-- begin PROVIDED RECORDS --

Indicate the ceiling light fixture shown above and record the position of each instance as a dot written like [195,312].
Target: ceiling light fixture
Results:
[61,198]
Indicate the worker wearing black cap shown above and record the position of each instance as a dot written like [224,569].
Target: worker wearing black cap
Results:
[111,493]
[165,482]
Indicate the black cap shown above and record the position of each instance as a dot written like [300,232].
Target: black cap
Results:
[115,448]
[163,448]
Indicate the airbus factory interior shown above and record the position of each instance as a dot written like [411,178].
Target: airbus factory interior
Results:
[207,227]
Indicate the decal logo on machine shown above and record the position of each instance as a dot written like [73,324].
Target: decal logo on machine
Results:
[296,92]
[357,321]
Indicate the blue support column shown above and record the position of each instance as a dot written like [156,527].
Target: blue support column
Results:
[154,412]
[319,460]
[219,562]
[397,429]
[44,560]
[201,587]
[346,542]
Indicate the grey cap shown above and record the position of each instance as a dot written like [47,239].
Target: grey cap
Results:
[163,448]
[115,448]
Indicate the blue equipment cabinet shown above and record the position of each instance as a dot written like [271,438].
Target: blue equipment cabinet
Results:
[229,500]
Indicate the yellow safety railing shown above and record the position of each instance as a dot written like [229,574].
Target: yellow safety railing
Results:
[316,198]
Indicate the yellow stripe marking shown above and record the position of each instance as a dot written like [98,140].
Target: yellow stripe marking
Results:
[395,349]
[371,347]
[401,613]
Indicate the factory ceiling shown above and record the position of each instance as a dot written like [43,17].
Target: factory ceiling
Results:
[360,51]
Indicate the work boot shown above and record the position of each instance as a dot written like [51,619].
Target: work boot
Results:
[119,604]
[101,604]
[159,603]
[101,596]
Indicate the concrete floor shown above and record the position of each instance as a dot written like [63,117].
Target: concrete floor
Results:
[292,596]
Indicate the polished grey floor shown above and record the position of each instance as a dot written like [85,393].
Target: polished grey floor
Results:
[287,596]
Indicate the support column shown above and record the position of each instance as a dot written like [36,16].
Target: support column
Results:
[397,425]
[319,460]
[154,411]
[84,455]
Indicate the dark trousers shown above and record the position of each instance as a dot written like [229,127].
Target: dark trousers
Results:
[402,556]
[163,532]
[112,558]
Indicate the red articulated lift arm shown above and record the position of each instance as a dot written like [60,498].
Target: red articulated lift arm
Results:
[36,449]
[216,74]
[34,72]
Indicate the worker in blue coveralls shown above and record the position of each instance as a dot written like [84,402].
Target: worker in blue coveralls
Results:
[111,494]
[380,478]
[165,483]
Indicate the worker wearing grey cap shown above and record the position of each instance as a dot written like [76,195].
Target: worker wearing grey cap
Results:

-- end PROVIDED RECORDS --

Output every one of the entries above again, reproducing each line word for word and in its original order.

Indicate the ceiling light fixture shown above and record the position of each instance as a dot written like [195,312].
Target: ceiling light fixture
Results:
[61,198]
Indicate the worker wearing black cap shown above and record the position of each instance as a dot written like [224,569].
Target: worker wearing black cap
Results:
[111,493]
[165,482]
Indicate the black cap shown above and record the position of each instance as a dot written like [300,232].
Target: black cap
Results:
[115,448]
[163,448]
Indicate the airbus factory interior shown above and record the position of each instance as a dot written like [411,178].
Target: airbus factory interior
Results:
[207,227]
Indicate the decal logo on machine shown above and record the position of each instance as a dot written like [73,324].
Target: decal logo on machine
Results:
[296,92]
[357,321]
Indicate the blue support column shown above and record the position of each instance as a dot written like [156,527].
Target: blue support column
Results:
[154,412]
[319,460]
[219,562]
[397,429]
[44,560]
[201,587]
[346,542]
Indicate the grey cap shown above and record the position of each instance as a dot written like [47,239].
Target: grey cap
Results:
[163,448]
[115,448]
Indicate the blue equipment cabinet shown above and record the position of each instance as a dot written like [271,438].
Target: blue equipment cabinet
Results:
[229,500]
Indicate the yellow safety railing shown above and record the position of each instance as a dot written like [229,574].
Target: yellow safety railing
Results:
[316,198]
Indicate the yellow stripe marking shown above and record the position of each instance as a dot written like [98,140].
Target: yellow stripe marking
Results:
[395,349]
[371,347]
[401,613]
Indicate the factory ceiling shown above and record the position of each instance as a dot written like [43,17].
Target: factory ceiling
Results:
[360,51]
Indicate the work boot shown above and record the position of each instance as a dot written like [51,619].
Target: work boot
Results:
[119,604]
[101,604]
[159,603]
[101,596]
Indicate the concrete floor shown above and record the position of each instance as a dot written like [63,117].
Target: concrete floor
Results:
[292,596]
Indicate the polished grey floor shown above and record the position of each instance as a dot written like [85,393].
Target: polished grey floor
Results:
[287,596]
Indicate the support column shown above and record the position of each instance as a dot written like [36,16].
Target: support column
Results:
[397,425]
[319,460]
[154,411]
[84,455]
Indicate the dark trousers shown above and record the position of each instance as a dot written like [229,127].
Target: dark trousers
Results:
[402,556]
[163,532]
[112,558]
Indicate the red articulated lift arm shown above and record the position of each instance as a dot written like [60,498].
Target: red articulated lift arm
Results:
[36,449]
[216,74]
[34,72]
Indicate the worker in blue coveralls shown above and record the position of each instance as a dot written like [84,402].
Target: worker in blue coveralls
Results:
[111,494]
[380,478]
[165,483]
Indicate the worker wearing grey cap shown above and record the position of each instance as a dot written like [76,195].
Target: worker wearing grey cap
Results:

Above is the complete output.